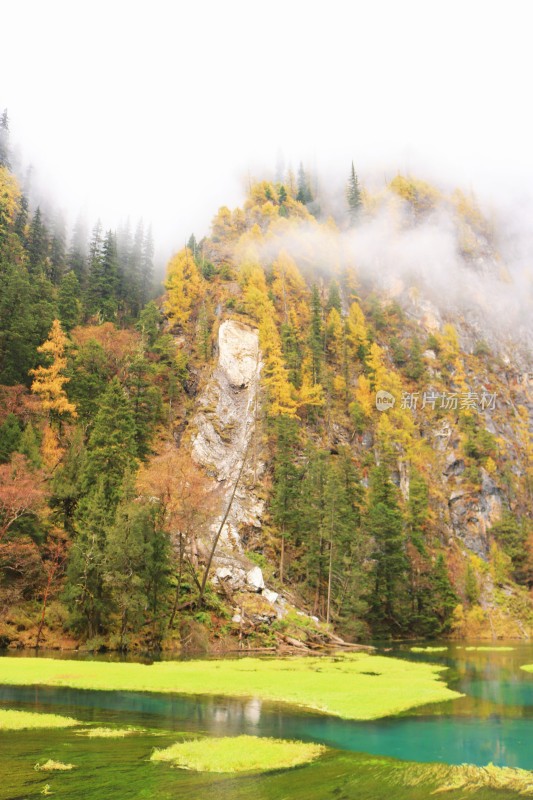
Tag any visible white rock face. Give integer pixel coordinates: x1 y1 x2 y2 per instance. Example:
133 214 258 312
218 319 259 389
246 567 265 592
192 320 264 556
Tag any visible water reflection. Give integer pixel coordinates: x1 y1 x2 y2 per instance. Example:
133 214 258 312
0 645 533 769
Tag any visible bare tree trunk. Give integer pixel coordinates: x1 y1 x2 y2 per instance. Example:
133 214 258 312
197 442 250 608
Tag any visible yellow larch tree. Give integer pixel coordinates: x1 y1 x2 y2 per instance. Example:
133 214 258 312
346 301 368 356
164 247 202 327
30 319 77 420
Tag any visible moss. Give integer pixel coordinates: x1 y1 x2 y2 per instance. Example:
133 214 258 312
0 712 80 731
0 653 460 719
77 728 139 739
34 758 75 772
398 764 533 797
151 736 326 772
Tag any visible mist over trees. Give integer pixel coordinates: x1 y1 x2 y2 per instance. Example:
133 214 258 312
0 108 533 649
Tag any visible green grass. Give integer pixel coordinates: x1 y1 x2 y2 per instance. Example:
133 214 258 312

**OBJECTIVE**
Reproduce the lines above from the one containing "Tag any visible moss." through the one containing "0 108 533 649", requests included. Add 131 to every coordinate in the answers, and leave the requests and their sample coordinates as they are.

**CORRECT RESPONSE**
Tag any visible moss. Give integer pixel coordinates: x1 y1 x2 y2 per instance. Example:
133 214 258 312
131 843 211 862
131 784 591 850
208 859 270 870
165 889 206 903
529 895 664 928
282 867 457 903
Tag any visible mist over trees. Give integer pixel coordinates: x1 y1 x2 y2 per instance. Example:
133 214 258 312
131 239 664 780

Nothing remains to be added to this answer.